* [List of tasks]
(a) Could you reproduce the pentagonal icositetrahedron article from "In geometry, a" all the way down to "called a gyroid."?
(b) Can you sum up the pentagonal icositetrahedron article in two sentences?
(c) Would you carry the pentagonal icositetrahedron article further, picking up right after its last sentence?

* [Selection]
+===+

= Pentagonal icositetrahedron =

Catalan solid with 24 faces

Pentagonal icositetrahedron
| Type | Catalan |
| Conway notation | gC |
| Coxeter diagram |  |
| Face polygon | irregular pentagon |
| Faces | 24 |
| Edges | 60 |
| Vertices | 38 = 6 + 8 + 24 |
| Face configuration | V3.3.3.3.4 |
| Dihedral angle | 136° 18' 33' |
| Symmetry group | O, ⁠1/2⁠BC_{3}, [4,3]^{+}, 432 |
| Dual polyhedron | snub cube |
| Properties | convex, face-transitive, chiral |
Net of a dextro form

In geometry, a pentagonal icositetrahedron or pentagonal icosikaitetrahedron is a Catalan solid which is the dual of the snub cube. In crystallography it is also called a gyroid.

+===+

* [Provided material]
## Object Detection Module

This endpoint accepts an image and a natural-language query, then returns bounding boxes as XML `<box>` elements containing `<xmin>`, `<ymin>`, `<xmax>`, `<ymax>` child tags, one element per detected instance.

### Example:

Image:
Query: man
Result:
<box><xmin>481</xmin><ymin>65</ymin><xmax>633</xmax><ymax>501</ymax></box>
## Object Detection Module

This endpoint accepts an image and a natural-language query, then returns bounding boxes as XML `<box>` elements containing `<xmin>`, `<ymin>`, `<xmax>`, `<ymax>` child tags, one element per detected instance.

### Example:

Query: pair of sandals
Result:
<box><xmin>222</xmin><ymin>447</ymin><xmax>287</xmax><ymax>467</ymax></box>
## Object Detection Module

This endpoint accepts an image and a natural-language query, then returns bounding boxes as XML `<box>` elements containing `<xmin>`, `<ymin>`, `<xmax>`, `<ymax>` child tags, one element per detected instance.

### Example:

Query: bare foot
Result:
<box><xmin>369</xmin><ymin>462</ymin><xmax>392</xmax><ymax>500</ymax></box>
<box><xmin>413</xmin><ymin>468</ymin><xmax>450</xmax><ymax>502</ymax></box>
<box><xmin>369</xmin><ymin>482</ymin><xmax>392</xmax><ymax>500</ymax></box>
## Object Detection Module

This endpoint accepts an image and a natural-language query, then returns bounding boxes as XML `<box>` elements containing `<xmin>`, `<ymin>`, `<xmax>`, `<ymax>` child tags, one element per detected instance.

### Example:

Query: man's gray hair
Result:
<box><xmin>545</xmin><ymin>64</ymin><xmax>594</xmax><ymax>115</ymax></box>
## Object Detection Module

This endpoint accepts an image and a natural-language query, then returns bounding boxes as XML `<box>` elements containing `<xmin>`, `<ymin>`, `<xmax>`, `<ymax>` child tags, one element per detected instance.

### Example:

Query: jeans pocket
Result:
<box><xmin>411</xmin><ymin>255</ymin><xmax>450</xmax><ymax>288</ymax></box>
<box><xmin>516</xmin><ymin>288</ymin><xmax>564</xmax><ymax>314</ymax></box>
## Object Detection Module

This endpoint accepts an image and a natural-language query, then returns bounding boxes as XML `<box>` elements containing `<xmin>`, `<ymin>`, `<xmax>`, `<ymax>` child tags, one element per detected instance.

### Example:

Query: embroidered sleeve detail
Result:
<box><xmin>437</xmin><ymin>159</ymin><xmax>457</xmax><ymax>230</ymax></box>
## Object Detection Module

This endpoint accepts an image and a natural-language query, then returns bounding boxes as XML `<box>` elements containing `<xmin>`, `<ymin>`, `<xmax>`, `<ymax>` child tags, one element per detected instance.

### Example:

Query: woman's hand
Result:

+===+

* [Per-task answers]
(a)
In geometry, a pentagonal icositetrahedron or pentagonal icosikaitetrahedron is a Catalan solid which is the dual of the snub cube. In crystallography it is also called a gyroid.

(b) A pentagonal icositetrahedron, or pentagonal icosikaitetrahedron, is a Catalan solid that is the dual of the snub cube, and in crystallography it is also called a gyroid. It has 24 irregular pentagonal faces, 60 edges and 38 vertices, and it is convex, face-transitive and chiral.

(c)
It has two distinct forms, which are mirror images (or "enantiomorphs") of each other. They are termed dextro and laevo forms.

== Construction ==
The pentagonal icositetrahedron can be constructed from a snub cube without taking the dual. Square pyramids are added to the six square faces of the snub cube, and triangular pyramids are added to the eight triangular faces that do not share an edge with a square. The pyramid heights are adjusted to make them coplanar with the other 24 triangular faces of the snub cube. The result is the pentagonal icositetrahedron.

== Cartesian coordinates ==
Denote the tribonacci constant by $t\approx 1.839\,286\,755\,21$. (See snub cube for a geometric explanation of the tribonacci constant.) Then Cartesian coordinates for the 38 vertices of a pentagonal icositetrahedron centered at the origin, are as follows:
- the 12 even permutations of (±1, ±(2t+1), ±t^{2}) with an even number of minus signs
- the 12 odd permutations of (±1, ±(2t+1), ±t^{2}) with an odd number of minus signs
- the 6 points (±t^{3}, 0, 0), (0, ±t^{3}, 0) and (0, 0, ±t^{3})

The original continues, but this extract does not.